## What you will do
Transcribe all the entries word for word, but omit the images.
━━━━━━━━━━
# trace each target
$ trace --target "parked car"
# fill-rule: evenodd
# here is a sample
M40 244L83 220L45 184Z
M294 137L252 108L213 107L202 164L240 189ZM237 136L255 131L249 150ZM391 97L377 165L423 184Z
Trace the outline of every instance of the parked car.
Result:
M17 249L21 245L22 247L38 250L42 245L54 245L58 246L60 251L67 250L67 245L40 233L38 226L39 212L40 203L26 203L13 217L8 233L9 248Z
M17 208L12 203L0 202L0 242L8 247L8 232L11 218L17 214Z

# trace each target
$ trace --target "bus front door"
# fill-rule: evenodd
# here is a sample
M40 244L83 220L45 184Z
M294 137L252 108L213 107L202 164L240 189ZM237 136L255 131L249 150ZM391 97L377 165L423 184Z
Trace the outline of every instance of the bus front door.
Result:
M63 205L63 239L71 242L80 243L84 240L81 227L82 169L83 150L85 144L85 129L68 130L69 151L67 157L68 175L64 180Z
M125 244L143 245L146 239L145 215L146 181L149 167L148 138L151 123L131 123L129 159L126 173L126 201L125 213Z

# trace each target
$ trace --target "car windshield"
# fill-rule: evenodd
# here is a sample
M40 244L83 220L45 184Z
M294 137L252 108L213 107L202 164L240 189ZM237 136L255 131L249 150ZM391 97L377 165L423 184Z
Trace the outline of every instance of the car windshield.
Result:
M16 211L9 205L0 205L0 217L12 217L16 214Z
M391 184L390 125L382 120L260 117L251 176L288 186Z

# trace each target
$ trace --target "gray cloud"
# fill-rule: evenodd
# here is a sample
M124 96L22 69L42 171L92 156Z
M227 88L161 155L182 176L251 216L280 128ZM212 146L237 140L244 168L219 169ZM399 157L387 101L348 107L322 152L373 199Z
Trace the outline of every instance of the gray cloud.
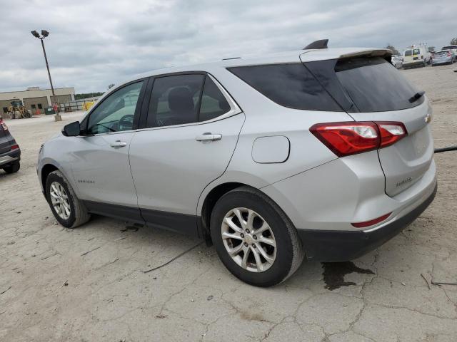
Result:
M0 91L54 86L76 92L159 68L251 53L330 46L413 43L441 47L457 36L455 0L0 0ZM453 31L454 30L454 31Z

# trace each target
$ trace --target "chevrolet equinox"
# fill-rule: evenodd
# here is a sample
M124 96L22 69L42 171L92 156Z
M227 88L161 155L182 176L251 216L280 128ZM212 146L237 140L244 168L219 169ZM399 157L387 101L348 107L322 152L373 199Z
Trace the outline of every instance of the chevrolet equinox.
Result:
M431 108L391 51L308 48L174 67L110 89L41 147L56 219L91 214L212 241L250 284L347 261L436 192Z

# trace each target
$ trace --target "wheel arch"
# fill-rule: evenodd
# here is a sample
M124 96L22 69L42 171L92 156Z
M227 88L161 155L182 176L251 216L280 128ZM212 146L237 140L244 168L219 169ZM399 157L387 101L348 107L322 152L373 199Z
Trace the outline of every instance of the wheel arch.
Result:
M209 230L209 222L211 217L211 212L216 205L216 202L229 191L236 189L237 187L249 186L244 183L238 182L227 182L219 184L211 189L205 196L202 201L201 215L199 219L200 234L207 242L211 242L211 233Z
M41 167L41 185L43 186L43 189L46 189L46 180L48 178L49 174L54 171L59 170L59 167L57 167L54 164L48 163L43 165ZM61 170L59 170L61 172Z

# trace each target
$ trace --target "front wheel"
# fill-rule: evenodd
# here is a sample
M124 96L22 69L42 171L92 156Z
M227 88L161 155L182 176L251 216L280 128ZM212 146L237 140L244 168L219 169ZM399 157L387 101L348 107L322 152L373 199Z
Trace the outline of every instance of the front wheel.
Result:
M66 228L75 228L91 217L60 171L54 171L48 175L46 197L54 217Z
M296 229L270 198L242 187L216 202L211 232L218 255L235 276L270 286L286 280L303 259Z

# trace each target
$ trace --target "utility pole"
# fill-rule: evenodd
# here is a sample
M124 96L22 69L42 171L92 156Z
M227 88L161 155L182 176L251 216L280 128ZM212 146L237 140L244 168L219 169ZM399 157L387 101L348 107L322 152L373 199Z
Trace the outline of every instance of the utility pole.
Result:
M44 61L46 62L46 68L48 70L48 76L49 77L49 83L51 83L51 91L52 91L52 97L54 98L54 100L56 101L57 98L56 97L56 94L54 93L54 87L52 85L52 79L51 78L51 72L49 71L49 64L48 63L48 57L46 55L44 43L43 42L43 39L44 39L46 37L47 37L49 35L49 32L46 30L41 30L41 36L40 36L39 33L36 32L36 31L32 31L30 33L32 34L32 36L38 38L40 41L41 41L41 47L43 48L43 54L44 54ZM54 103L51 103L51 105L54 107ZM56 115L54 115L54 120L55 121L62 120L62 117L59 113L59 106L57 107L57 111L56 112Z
━━━━━━━━━━
## Solved exercise
# trace each target
$ trace --target "parked car"
# fill-rule: evenodd
# here is a sample
M40 244L83 220L45 184Z
M294 137L252 108L213 107L202 164L240 189ZM237 136L255 131L249 150ZM391 97L377 165L423 184Z
Trace the outline of every instance of the parked car.
Result:
M17 249L21 245L22 247L38 250L42 245L54 245L58 246L60 251L67 250L67 245L40 233L38 226L39 212L40 203L26 203L13 217L8 233L9 248Z
M17 208L12 203L0 202L0 242L8 247L8 232L11 218L17 214Z

# trace each target
$ trace --target "bus front door"
# fill-rule: evenodd
# here is a sample
M40 244L83 220L45 184Z
M294 137L252 108L213 107L202 164L240 189ZM237 136L255 131L249 150ZM391 97L377 165L423 184Z
Trace the outline of every instance of the bus front door.
Result:
M63 205L63 239L71 242L80 243L84 240L81 227L82 169L83 150L85 144L85 129L68 130L69 151L67 157L68 175L64 180Z
M125 244L143 245L146 239L145 215L146 181L149 167L148 138L151 123L131 123L129 159L126 173L126 201L125 213Z

# trace each target
$ trace --target "car windshield"
# fill-rule: evenodd
# here is a sample
M40 244L83 220L45 184Z
M294 137L252 108L213 107L202 164L240 189ZM237 136L255 131L249 150ZM391 97L377 165L423 184Z
Trace the outline of every instance of the car windshield.
Result:
M16 211L9 205L0 205L0 217L12 217L16 214Z
M391 184L390 125L382 120L260 117L251 176L288 186Z

# trace each target
$ trace --target "gray cloud"
# fill-rule: evenodd
# here is a sample
M124 96L22 69L42 171L92 156Z
M227 88L161 155L182 176L251 216L280 128ZM212 146L237 140L244 168L219 169ZM399 157L387 101L348 107L322 152L373 199Z
Trace the outline of every instance of the gray cloud.
Result:
M0 91L54 86L76 92L159 68L251 53L330 46L413 43L441 47L457 36L455 0L0 0ZM453 31L454 30L454 31Z

# trace each target
$ trace --target "chevrolet equinox"
# fill-rule: evenodd
# here is a sample
M124 96L22 69L42 171L92 156Z
M227 88L161 155L182 176L251 216L280 128ZM212 146L237 140L244 168L219 169ZM399 157L387 101L348 107L322 152L373 199Z
Trace the outline of every instance of the chevrolet equinox.
Result:
M431 108L391 51L308 48L174 67L110 89L41 147L56 219L91 214L212 241L250 284L347 261L436 192Z

# trace each target
$ trace --target "wheel arch"
# fill-rule: evenodd
# here is a sample
M124 96L22 69L42 171L92 156Z
M227 88L161 155L182 176L251 216L280 128ZM212 146L237 140L244 168L219 169ZM399 157L387 101L348 107L322 152L373 199Z
Trace the outline of every instance of the wheel arch.
Result:
M209 230L209 222L211 217L211 212L216 205L216 202L229 191L236 189L237 187L249 186L244 183L238 182L227 182L219 184L211 189L205 196L202 201L201 215L199 219L200 234L207 242L211 242L211 233Z
M41 167L41 185L43 186L43 189L46 189L46 180L48 178L49 174L54 171L59 170L59 167L57 167L54 164L48 163L43 165ZM61 170L59 170L61 172Z

# trace each target
$ trace --target "front wheel"
# fill-rule: evenodd
# here is a sample
M124 96L22 69L42 171L92 156Z
M227 88L161 155L182 176L251 216L280 128ZM212 146L237 140L244 168L219 169ZM399 157L387 101L348 107L322 152L373 199Z
Trace the outline of every instance of the front wheel.
Result:
M66 228L75 228L91 217L60 171L54 171L48 175L46 197L54 217Z
M296 229L270 198L242 187L216 202L211 232L218 255L235 276L270 286L286 280L303 259Z

# trace each target
$ trace --target "utility pole"
# fill-rule: evenodd
# here is a sample
M124 96L22 69L42 171L92 156Z
M227 88L161 155L182 176L251 216L280 128ZM212 146L237 140L244 168L219 169ZM399 157L387 101L348 107L322 152L373 199Z
Trace the outline of every instance of the utility pole.
Result:
M44 61L46 62L46 68L48 70L48 76L49 77L49 83L51 83L51 91L52 91L52 97L54 98L54 100L56 101L57 98L56 97L56 94L54 93L54 87L52 85L52 79L51 78L51 72L49 71L49 64L48 63L48 57L46 55L44 43L43 42L43 39L44 39L46 37L47 37L49 35L49 32L46 30L41 30L41 36L40 36L39 33L36 32L36 31L32 31L30 33L32 34L32 36L38 38L40 41L41 41L41 47L43 48L43 54L44 54ZM54 103L51 103L51 105L54 107ZM56 115L54 115L54 120L55 121L62 120L62 117L59 113L59 106L57 107L57 111L56 112Z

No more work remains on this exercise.